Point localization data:

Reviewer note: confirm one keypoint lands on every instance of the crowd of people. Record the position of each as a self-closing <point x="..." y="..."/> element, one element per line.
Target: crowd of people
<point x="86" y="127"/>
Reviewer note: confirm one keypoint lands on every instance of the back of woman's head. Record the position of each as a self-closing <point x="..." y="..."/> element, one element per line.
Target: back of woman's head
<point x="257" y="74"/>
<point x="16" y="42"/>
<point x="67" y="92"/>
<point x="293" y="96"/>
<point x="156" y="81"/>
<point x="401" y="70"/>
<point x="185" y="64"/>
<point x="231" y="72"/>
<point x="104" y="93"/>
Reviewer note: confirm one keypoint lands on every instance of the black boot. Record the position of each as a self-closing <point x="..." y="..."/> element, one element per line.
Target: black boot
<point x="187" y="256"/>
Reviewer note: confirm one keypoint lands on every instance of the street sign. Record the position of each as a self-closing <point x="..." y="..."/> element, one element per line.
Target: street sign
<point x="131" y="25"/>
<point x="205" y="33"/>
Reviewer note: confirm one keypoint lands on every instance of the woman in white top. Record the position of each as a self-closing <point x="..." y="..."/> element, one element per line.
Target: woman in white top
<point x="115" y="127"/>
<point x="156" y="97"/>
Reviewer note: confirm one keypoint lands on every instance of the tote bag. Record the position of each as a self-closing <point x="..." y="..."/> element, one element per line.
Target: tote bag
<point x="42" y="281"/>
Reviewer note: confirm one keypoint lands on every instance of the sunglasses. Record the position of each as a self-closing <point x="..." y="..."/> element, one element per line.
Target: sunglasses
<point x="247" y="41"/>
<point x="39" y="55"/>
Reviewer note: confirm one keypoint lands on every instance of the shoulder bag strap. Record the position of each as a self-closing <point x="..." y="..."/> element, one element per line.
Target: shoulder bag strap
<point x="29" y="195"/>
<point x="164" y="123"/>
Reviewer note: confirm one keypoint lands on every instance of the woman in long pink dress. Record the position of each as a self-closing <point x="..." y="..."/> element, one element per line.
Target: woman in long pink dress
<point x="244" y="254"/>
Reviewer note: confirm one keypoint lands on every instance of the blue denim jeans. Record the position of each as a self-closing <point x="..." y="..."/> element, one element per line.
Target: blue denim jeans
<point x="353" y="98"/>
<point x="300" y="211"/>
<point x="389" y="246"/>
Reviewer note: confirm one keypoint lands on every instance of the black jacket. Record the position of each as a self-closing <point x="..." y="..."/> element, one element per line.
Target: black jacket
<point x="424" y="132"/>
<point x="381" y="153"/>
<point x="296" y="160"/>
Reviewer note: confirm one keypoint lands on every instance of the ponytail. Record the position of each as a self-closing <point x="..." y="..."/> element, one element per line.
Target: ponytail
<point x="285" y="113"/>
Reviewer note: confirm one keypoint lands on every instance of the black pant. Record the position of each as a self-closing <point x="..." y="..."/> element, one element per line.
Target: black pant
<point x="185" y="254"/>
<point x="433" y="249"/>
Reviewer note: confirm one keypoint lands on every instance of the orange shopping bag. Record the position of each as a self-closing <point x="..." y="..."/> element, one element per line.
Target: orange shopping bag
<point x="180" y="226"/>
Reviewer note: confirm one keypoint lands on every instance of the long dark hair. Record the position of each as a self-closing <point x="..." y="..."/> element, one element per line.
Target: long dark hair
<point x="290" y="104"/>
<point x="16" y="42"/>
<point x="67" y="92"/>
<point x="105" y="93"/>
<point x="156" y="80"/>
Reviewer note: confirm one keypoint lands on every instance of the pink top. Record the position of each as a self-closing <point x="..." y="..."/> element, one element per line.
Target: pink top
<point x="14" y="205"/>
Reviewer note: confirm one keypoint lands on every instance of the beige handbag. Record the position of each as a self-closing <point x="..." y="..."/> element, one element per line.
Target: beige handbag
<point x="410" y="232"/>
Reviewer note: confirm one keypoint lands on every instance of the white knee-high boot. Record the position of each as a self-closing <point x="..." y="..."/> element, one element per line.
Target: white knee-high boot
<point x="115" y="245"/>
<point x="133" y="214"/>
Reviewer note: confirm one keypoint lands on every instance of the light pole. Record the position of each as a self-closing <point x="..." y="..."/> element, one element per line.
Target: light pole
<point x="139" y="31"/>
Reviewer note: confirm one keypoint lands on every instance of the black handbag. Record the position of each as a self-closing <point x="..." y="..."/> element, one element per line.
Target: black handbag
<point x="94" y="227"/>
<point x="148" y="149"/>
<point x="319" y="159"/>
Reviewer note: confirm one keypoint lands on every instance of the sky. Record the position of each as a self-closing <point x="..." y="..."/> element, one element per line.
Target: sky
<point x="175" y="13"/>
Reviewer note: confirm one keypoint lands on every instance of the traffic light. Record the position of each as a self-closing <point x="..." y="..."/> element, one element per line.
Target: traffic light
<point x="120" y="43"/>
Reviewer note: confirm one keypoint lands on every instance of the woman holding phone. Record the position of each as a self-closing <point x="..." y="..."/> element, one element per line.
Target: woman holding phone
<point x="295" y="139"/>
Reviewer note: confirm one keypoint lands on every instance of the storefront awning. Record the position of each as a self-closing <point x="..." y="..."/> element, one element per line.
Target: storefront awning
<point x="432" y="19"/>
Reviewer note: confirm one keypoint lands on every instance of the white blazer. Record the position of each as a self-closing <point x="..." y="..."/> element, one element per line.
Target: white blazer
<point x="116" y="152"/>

What is expected ▸
A verbatim copy of the records above should be returned.

Task response ▸
Reviewer note: confirm one keypoint lands on every instance of the crowd of people. Record the position of each as a self-closing <point x="..." y="..."/> element, one element per line.
Target: crowd of people
<point x="86" y="127"/>
Reviewer note: confirm one keypoint lands on every instance of the back of woman's head. Record the position of each as a self-closing <point x="..." y="..."/> element, one element per line.
Target: back of woman's head
<point x="257" y="74"/>
<point x="16" y="42"/>
<point x="67" y="92"/>
<point x="293" y="96"/>
<point x="156" y="81"/>
<point x="401" y="70"/>
<point x="185" y="64"/>
<point x="231" y="72"/>
<point x="104" y="93"/>
Reviewer note: confirm one keypoint lands on every instance of the black boot. Record the position of each as a self-closing <point x="..." y="..."/> element, one element per line.
Target: black boot
<point x="187" y="256"/>
Reviewer note: confirm one keypoint lands on every instance of the street sign. Record the position of each as a self-closing <point x="..." y="..."/> element, one element per line.
Target: street sign
<point x="131" y="25"/>
<point x="205" y="33"/>
Reviewer note: confirm one keypoint lands on every instance of the woman in white top. Record the position of each as a self-closing <point x="..." y="..."/> element, one element per line.
Target: woman in white top
<point x="115" y="127"/>
<point x="156" y="97"/>
Reviewer note: confirm one keypoint lands on every instance of the tote bag. Record the position of each as a self-closing <point x="..." y="..."/> element, one element per line.
Target: tote bag
<point x="42" y="281"/>
Reviewer note: confirm one keypoint lands on every instance of the sunglasses. Record the position of each as a self-closing <point x="..." y="..."/> element, one element per line.
Target: sunglasses
<point x="247" y="41"/>
<point x="39" y="55"/>
Reviewer note: confirm one keypoint lands on every instance of the shoulder bag strap. Record the position of each as a self-closing <point x="..." y="..."/> element, one element per line.
Target: shoulder bag strap
<point x="29" y="195"/>
<point x="164" y="123"/>
Reviewer note: confirm one keypoint lands on every instance of the woman in long pink dress. Record the position of each as a self-closing <point x="..." y="..."/> element, one element per line.
Target: woman in long pink dress
<point x="244" y="254"/>
Reviewer note: confirm one keypoint lands on every instance of the blue denim jeans. Record the position of each as a self-closing <point x="..." y="..."/> element, one element per line.
Target: blue denim jeans
<point x="353" y="98"/>
<point x="300" y="211"/>
<point x="389" y="246"/>
Reviewer note: confirm one keypoint lands on every instance of the black jacket. Record the position of each as a self-closing <point x="..." y="..."/> element, one element per line.
Target: black jacket
<point x="424" y="132"/>
<point x="381" y="153"/>
<point x="296" y="160"/>
Reviewer note: confirm one keypoint lands on every instance of the ponytail. Record the position of each as a self-closing <point x="..." y="..."/> element, one element per line.
Target: ponytail
<point x="285" y="113"/>
Reviewer note: confirm one keypoint lands on every instance of the black pant. Record the position of each as a self-closing <point x="..." y="..."/> element, one element per line.
Target: black pant
<point x="185" y="254"/>
<point x="433" y="249"/>
Reviewer note: confirm one keypoint lands on every instance of the orange shopping bag. Record the position of each as a self-closing <point x="..." y="..."/> element, one element per line.
Target: orange shopping bag
<point x="180" y="226"/>
Reviewer note: confirm one keypoint lands on every instance of the long dark hair. Record the position of each as a self-closing <point x="..." y="..."/> element, one element per line.
Target: long dark hair
<point x="290" y="104"/>
<point x="16" y="42"/>
<point x="67" y="92"/>
<point x="105" y="93"/>
<point x="156" y="80"/>
Reviewer note: confirm one keypoint lands on every instance of the pink top. Record the position of each as a self-closing <point x="..." y="..."/> element, one element per line.
Target: pink top
<point x="14" y="205"/>
Reviewer note: confirm one keypoint lands on every instance of the beige handbag. Record the position of each as a self-closing <point x="..." y="..."/> element, one element per line.
Target: beige handbag
<point x="410" y="232"/>
Reviewer note: confirm one keypoint lands on every instance of the white knee-high boot. Record the position of each as a self-closing <point x="..." y="..."/> element, one element per line.
Target: white knee-high boot
<point x="115" y="245"/>
<point x="133" y="214"/>
Reviewer note: confirm one keypoint lands on every instance of the light pole. Record the position of each as a self-closing <point x="..." y="..."/> element, one element per line.
Target: light pole
<point x="139" y="31"/>
Reviewer note: confirm one keypoint lands on every instance of the black handbag. Record the position of each as a self-closing <point x="..." y="..."/> element, one element per line.
Target: black handbag
<point x="94" y="227"/>
<point x="148" y="149"/>
<point x="319" y="159"/>
Reviewer note: confirm one keypoint lands on every instance of the sky. Record the position of each as a self-closing <point x="..." y="..."/> element, one element per line.
Target: sky
<point x="175" y="13"/>
Reviewer note: confirm one keypoint lands on every instance of the traffic light. Record the position of each as a self-closing <point x="..." y="..."/> element, one element per line.
Target: traffic light
<point x="120" y="43"/>
Reviewer note: confirm one keypoint lands on every instance of the woman holding phone. Record the position of each as a self-closing <point x="..." y="..."/> element, one element per line.
Target: woman holding phone
<point x="295" y="139"/>
Reviewer note: confirm one keypoint lands on every instance of the storefront awning. Record the position of each as a self-closing <point x="..." y="..."/> element, one element per line.
Target: storefront awning
<point x="432" y="19"/>
Reviewer note: confirm one keypoint lands on every instance of the white blazer. Record the position of each as a self-closing <point x="..." y="..."/> element, one element per line.
Target: white blazer
<point x="116" y="152"/>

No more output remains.